» Input rows:
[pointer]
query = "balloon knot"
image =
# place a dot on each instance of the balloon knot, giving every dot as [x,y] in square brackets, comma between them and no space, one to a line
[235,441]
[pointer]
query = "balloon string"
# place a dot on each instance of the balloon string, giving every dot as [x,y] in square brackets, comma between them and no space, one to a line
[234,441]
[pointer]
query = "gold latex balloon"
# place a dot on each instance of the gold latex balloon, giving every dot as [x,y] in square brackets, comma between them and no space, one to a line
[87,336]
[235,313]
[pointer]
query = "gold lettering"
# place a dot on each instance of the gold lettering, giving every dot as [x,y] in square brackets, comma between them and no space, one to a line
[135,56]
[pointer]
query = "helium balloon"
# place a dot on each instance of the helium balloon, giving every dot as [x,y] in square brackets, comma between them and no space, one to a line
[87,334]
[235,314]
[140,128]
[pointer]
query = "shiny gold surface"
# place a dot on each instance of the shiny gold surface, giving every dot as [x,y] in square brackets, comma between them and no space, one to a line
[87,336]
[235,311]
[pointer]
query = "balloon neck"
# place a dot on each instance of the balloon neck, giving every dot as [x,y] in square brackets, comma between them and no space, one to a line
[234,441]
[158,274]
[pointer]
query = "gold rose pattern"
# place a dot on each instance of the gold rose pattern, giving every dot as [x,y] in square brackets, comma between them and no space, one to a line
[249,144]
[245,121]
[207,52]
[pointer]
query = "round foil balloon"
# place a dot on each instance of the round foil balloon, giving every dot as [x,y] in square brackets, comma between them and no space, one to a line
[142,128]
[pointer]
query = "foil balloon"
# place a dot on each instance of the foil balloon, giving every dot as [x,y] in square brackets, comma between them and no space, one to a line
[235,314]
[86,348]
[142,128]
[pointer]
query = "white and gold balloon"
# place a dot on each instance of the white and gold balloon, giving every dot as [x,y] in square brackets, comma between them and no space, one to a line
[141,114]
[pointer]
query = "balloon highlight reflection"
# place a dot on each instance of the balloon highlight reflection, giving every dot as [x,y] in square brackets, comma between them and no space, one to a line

» What is asked:
Copy each entry exactly, with nothing added or dropped.

» Written response:
[pointer]
query = "balloon knot"
image =
# place a dot on each instance of the balloon knot, giving every dot as [x,y] in square brackets, comma between them and no space, one to a line
[235,441]
[pointer]
query = "balloon string"
# place a dot on each instance of the balloon string, giving every dot as [x,y] in square brackets, comma between them and no space, one to a line
[234,441]
[pointer]
query = "gold latex balloon"
# place a dot on each instance of the gold latex balloon, giving every dot as [x,y] in square brackets, comma between them and no space, one to a line
[87,336]
[235,313]
[pointer]
query = "gold lettering"
# place a dot on each instance of the gold lettering, giving every dot as [x,y] in square brackets, comma between them and no space, one to a line
[135,56]
[pointer]
query = "helium balloon"
# place a dot on each instance of the helium balloon, giving every dot as [x,y] in square brackets, comma between them and no space, one to a line
[87,334]
[235,314]
[140,128]
[pointer]
query = "shiny gold surface"
# place a dot on each instance of the shiny gold surface, giving every dot as [x,y] in square brackets, comma between them and no space, one to a line
[87,336]
[235,311]
[pointer]
query = "balloon neck"
# place a dot on each instance of the balloon neck, giving every dot as [x,y] in square brackets, comma between them and no space, one to a line
[234,441]
[158,274]
[pointer]
query = "gold rose pattern"
# place a dot on each instance of the gold rose pattern, giving every dot as [x,y] in square brackets, comma between them and no space, one to a line
[249,144]
[245,121]
[207,52]
[pointer]
query = "round foil balloon"
# place a dot on each instance of the round foil balloon, giving every dot as [x,y] in square brackets, comma between them and no space, one to a line
[142,128]
[pointer]
query = "foil balloon"
# place a dot on each instance of the foil balloon, giving every dot as [x,y] in square brackets, comma between them and no space, one to a line
[235,314]
[86,348]
[142,128]
[pointer]
query = "white and gold balloon"
# place a dot on each instance of the white and gold balloon, giving every dot as [x,y] in square brackets, comma between them and no space, one to a line
[141,114]
[pointer]
query = "balloon highlight reflection"
# place a dot on each instance of the balloon highlight reflection, giving every dot as [x,y] in square brackets, comma between them and no space, one to a line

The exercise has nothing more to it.